● **Required tasks**
- A) In the article on the new asylum rule below, condense the paragraph beginning "Immigration activists and legal experts" into a brief bulleted list that preserves its main facts.
- B) Quote the passage of the article on the new asylum rule below that lies between "As the Trump" and "in the U.S.", inclusive.

--- start of Selected extract ---

Trump Administration’s New Rule Ends Asylum Seeking At Southern Border

As the Trump Administration continues their attempts to limit the influx of refugees entering the U.S.-Mexico border, the President has made the controversial decision of reversing decades of U.S. policy by ending asylum protection for migrants arriving at this common point of entry. The announcement came on Monday July 15, stating that the new changes to asylum rules require migrants to make asylum claims at a previous country while on the journey to the U.S. southern border, and those who have not done so are then ineligible for asylum in the U.S.

Immigration activists and legal experts are highly critical of the new rules, calling them unlawful and alleging that they violate domestic and international law. The ACLU announced that it has filed a lawsuit against the Trump Administration the day following the asylum changes. The Deputy Director of the nonprofit’s Immigrants’ Rights Project told TIME that the ACLU “believe[s] that the rule is an end run around the asylum laws Congress has passed and should be invalidated as inconsistent with the immigration statute.” Two other organizations, Capital Area Immigrants’ Rights (CAIR) and Refugees and Immigrant Center for Education and Legal Services (RAICES) are suing the current administration as well. The executive director of RAICES, Jonathan Ryan, announced in his public statement delivered Tuesday, “This Rule creates yet another barrier to the right to seek protection that is guaranteed under both federal and international law.”

--- end of Selected extract ---
--- start of Stored rows ---

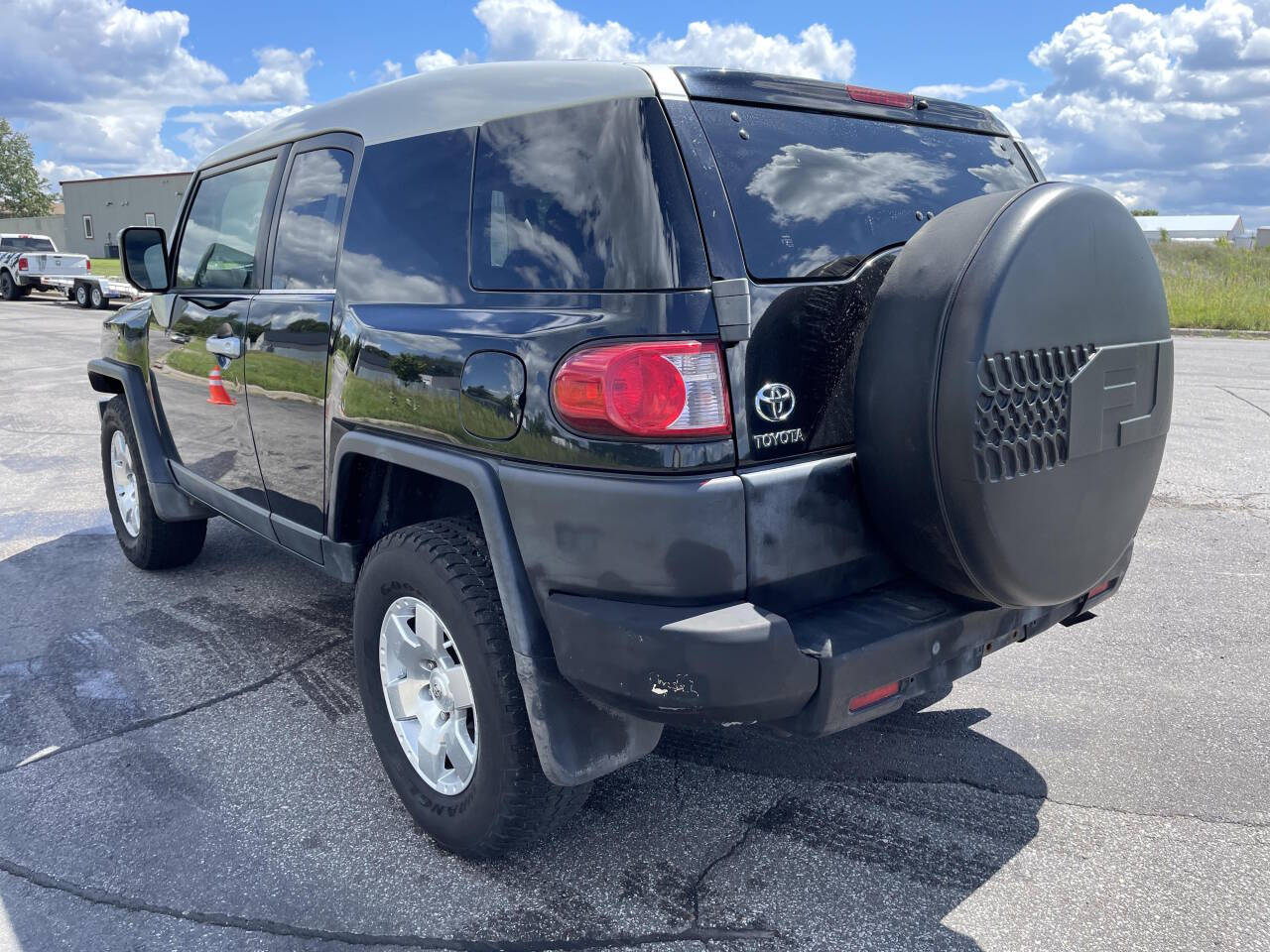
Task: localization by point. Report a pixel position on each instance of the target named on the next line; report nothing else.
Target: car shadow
(867, 838)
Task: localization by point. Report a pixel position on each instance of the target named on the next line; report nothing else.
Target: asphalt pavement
(183, 762)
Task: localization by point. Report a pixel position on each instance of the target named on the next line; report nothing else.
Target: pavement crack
(1255, 407)
(181, 712)
(748, 826)
(272, 927)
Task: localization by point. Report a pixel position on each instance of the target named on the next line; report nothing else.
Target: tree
(23, 191)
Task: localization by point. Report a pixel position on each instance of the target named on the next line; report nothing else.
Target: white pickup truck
(33, 263)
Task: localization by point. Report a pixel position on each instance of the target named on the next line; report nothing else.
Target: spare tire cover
(1014, 394)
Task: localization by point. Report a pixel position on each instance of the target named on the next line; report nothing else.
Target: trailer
(33, 263)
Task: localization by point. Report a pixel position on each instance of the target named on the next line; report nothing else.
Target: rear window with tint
(26, 243)
(588, 198)
(815, 194)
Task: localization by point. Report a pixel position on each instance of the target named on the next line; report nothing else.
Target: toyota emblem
(774, 402)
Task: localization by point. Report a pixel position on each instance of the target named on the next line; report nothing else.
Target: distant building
(1193, 227)
(98, 209)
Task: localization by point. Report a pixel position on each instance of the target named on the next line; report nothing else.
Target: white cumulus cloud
(93, 81)
(1165, 109)
(543, 30)
(962, 90)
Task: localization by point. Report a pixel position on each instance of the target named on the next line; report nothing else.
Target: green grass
(107, 267)
(1218, 287)
(268, 371)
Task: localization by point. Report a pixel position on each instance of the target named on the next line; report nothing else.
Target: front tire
(426, 597)
(148, 540)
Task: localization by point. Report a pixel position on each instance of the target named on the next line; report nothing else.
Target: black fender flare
(575, 738)
(171, 503)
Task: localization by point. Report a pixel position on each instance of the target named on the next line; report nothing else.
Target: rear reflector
(871, 697)
(654, 389)
(880, 96)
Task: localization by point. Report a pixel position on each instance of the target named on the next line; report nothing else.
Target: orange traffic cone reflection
(216, 393)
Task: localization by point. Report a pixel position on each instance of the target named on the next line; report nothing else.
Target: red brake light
(871, 697)
(880, 96)
(670, 389)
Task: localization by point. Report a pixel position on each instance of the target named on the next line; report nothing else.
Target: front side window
(313, 209)
(815, 194)
(217, 248)
(588, 198)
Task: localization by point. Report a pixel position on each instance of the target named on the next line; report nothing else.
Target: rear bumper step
(740, 662)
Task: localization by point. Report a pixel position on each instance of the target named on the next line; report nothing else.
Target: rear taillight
(880, 96)
(668, 389)
(871, 697)
(1100, 588)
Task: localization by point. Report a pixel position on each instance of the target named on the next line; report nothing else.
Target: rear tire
(506, 800)
(148, 540)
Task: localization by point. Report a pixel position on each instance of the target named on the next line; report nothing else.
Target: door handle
(225, 347)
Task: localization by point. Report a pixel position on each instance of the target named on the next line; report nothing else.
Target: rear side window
(587, 198)
(813, 194)
(405, 231)
(217, 246)
(313, 209)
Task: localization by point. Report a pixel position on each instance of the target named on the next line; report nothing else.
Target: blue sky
(1166, 105)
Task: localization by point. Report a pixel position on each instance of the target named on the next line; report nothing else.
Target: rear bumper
(739, 662)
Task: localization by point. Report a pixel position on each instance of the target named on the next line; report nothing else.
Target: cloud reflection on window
(583, 198)
(808, 182)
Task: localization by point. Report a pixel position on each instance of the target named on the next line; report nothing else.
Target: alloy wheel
(429, 696)
(123, 476)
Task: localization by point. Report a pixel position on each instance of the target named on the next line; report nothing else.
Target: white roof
(1192, 222)
(449, 99)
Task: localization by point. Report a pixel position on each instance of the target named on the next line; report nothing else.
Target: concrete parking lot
(183, 763)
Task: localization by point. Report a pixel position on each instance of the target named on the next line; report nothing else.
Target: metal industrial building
(98, 209)
(1189, 227)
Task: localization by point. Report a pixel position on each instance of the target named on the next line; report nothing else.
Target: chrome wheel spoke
(460, 688)
(431, 754)
(123, 479)
(404, 648)
(429, 630)
(460, 748)
(403, 697)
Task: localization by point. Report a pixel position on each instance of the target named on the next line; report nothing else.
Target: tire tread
(534, 807)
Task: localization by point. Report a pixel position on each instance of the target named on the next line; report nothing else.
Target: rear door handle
(225, 347)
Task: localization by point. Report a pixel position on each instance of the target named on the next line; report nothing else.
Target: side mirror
(144, 250)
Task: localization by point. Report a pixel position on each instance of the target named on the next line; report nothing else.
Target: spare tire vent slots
(1023, 411)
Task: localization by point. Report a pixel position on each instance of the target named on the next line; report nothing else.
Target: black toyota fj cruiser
(636, 395)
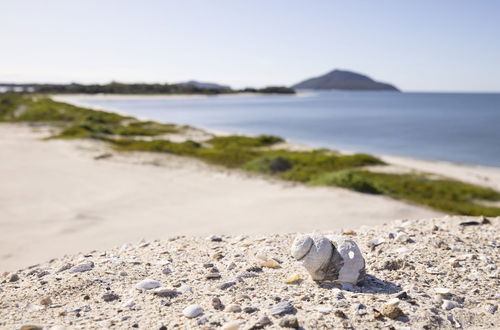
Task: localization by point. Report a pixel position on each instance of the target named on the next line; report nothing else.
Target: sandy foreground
(56, 199)
(425, 274)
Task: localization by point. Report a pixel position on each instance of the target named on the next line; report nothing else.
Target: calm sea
(462, 128)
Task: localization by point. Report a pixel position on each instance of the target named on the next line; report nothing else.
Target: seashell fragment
(330, 258)
(264, 260)
(192, 311)
(147, 284)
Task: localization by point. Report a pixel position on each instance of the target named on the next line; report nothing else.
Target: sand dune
(55, 199)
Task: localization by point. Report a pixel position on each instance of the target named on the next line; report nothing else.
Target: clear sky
(421, 45)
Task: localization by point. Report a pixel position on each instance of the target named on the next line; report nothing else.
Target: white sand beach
(56, 199)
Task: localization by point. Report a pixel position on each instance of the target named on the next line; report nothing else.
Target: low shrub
(268, 164)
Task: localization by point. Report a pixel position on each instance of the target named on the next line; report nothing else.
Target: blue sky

--- end of Stored rows ---

● **Solutions to the problems**
- A)
- Immigration activists and legal experts sharply criticize the new rules, calling them unlawful and a violation of domestic and international law.
- The ACLU filed a lawsuit against the Trump Administration the day after the asylum changes were announced.
- The deputy director of the ACLU's Immigrants' Rights Project told TIME that the rule is an end run around the asylum laws passed by Congress and should be invalidated as inconsistent with the immigration statute.
- Capital Area Immigrants' Rights (CAIR) and the Refugees and Immigrant Center for Education and Legal Services (RAICES) are also suing the administration.
- Jonathan Ryan, executive director of RAICES, stated on Tuesday that the rule creates another barrier to the right to seek protection guaranteed under federal and international law.

- B)
As the Trump Administration continues their attempts to limit the influx of refugees entering the U.S.-Mexico border, the President has made the controversial decision of reversing decades of U.S. policy by ending asylum protection for migrants arriving at this common point of entry. The announcement came on Monday July 15, stating that the new changes to asylum rules require migrants to make asylum claims at a previous country while on the journey to the U.S. southern border, and those who have not done so are then ineligible for asylum in the U.S.